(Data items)
--------------------------------

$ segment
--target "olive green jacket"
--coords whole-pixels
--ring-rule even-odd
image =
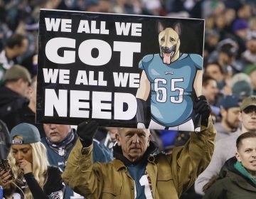
[[[151,181],[153,198],[178,198],[207,167],[213,152],[215,130],[208,127],[192,132],[186,145],[172,154],[149,156],[146,172]],[[92,164],[92,146],[83,148],[78,141],[63,173],[65,183],[86,198],[134,198],[134,181],[118,159]]]

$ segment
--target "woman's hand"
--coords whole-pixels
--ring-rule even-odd
[[[4,187],[6,185],[12,183],[14,181],[11,178],[11,171],[1,171],[0,172],[0,185]]]
[[[23,171],[24,174],[32,172],[32,164],[25,159],[18,161],[18,166]]]

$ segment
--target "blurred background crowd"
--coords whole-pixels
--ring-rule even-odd
[[[19,122],[34,121],[42,8],[203,18],[203,95],[211,105],[216,128],[218,124],[225,122],[223,126],[228,127],[227,131],[237,131],[240,126],[239,109],[228,117],[224,111],[238,107],[237,98],[242,100],[256,95],[256,1],[0,0],[0,119],[9,130]],[[43,127],[37,127],[44,137]],[[154,133],[164,141],[163,148],[167,152],[183,145],[189,137],[188,133],[181,131]],[[111,149],[113,134],[114,129],[102,129],[96,139]],[[196,198],[191,195],[183,197]]]

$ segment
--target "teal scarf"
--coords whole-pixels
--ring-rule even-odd
[[[242,163],[240,161],[237,161],[234,166],[236,170],[238,170],[242,176],[249,178],[256,186],[256,180],[253,178],[253,176],[246,170],[246,168],[242,166]]]

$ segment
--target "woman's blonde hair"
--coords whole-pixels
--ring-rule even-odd
[[[18,136],[17,137],[18,138]],[[29,144],[29,145],[31,145],[32,147],[32,172],[36,181],[38,183],[40,187],[43,189],[43,185],[47,181],[47,167],[49,165],[47,158],[46,149],[40,141]],[[10,162],[11,168],[14,172],[15,178],[14,183],[18,183],[18,181],[21,182],[21,181],[22,181],[23,180],[23,171],[16,165],[15,158],[13,156],[13,151],[11,147],[7,158]],[[11,185],[11,188],[13,189],[11,190],[11,194],[10,195],[10,198],[12,198],[11,195],[15,190],[15,186]],[[27,185],[26,185],[24,193],[26,199],[33,198],[32,193]]]

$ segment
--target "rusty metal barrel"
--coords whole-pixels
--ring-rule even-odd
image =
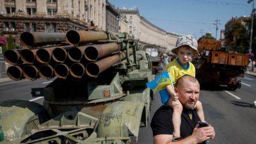
[[[33,64],[35,60],[36,51],[38,49],[23,49],[20,52],[20,59],[24,63]]]
[[[4,52],[4,61],[11,65],[17,65],[20,60],[20,52],[22,49],[9,49]]]
[[[20,42],[26,47],[38,47],[56,44],[65,41],[65,33],[24,32],[20,35]]]
[[[19,66],[10,66],[7,68],[7,76],[12,79],[19,81],[23,78],[22,69]]]
[[[117,43],[92,45],[84,49],[84,56],[86,60],[96,61],[98,58],[120,51],[121,45]]]
[[[129,49],[129,54],[132,54],[132,49]],[[99,74],[104,70],[112,67],[115,63],[126,58],[126,52],[122,51],[119,54],[108,56],[95,63],[91,63],[86,65],[85,72],[87,76],[92,77],[97,77]]]
[[[85,72],[85,67],[81,63],[73,63],[69,69],[71,76],[76,78],[81,78]]]
[[[33,81],[38,77],[38,70],[35,65],[27,65],[23,68],[23,75],[26,79]]]
[[[54,67],[55,76],[61,79],[66,79],[69,74],[69,67],[65,64],[58,64]]]
[[[111,38],[115,39],[112,35],[111,35]],[[72,45],[106,40],[108,40],[108,34],[103,31],[71,30],[66,34],[66,41]]]

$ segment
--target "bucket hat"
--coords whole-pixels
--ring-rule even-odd
[[[188,45],[190,47],[196,52],[197,55],[199,55],[198,51],[197,50],[197,41],[192,35],[187,35],[179,36],[177,40],[175,47],[172,50],[172,52],[177,54],[177,49],[182,45]]]

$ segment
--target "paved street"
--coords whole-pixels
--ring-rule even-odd
[[[240,79],[242,88],[228,91],[225,86],[202,90],[200,100],[204,104],[205,119],[215,129],[216,138],[210,143],[256,143],[256,77],[246,75]],[[51,81],[23,80],[0,83],[0,102],[7,99],[32,100],[41,103],[43,99],[31,97],[31,88],[44,87]],[[151,117],[161,106],[159,95],[154,95]],[[150,127],[141,128],[138,143],[152,143]]]

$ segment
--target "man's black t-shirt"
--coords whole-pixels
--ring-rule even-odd
[[[172,108],[166,106],[162,106],[157,110],[150,124],[153,131],[153,136],[173,134],[172,113]],[[181,138],[186,138],[191,135],[193,130],[199,120],[196,111],[183,109],[181,115]]]

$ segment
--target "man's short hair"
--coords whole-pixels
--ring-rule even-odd
[[[198,81],[195,77],[188,74],[185,74],[177,80],[175,87],[183,87],[184,83],[186,83],[188,81],[194,83],[198,83],[198,85],[200,85]]]

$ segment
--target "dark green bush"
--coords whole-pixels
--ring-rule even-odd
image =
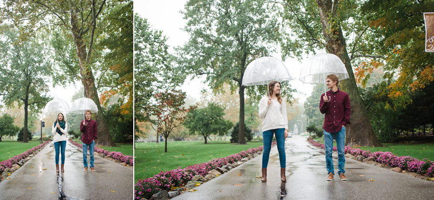
[[[21,130],[19,130],[19,133],[18,134],[18,138],[17,140],[18,142],[22,141],[22,136],[24,135],[24,127],[21,128]],[[28,129],[27,129],[27,139],[29,141],[32,140],[32,132]]]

--------------------------------

PROBLEM –
Which lines in the material above contain the word "target" (case counts)? Find each one and copy it out in full.

COMPLETE RESPONSE –
--target "olive green jacket"
--target "woman's hand"
--target "blurred background crowd"
--target "teal scarf"
--target "woman's blonde hair"
--target "rusty metal barrel"
--target "bucket hat"
--target "paved street"
--target "man's black t-shirt"
--target "man's short hair"
--target "dark green bush"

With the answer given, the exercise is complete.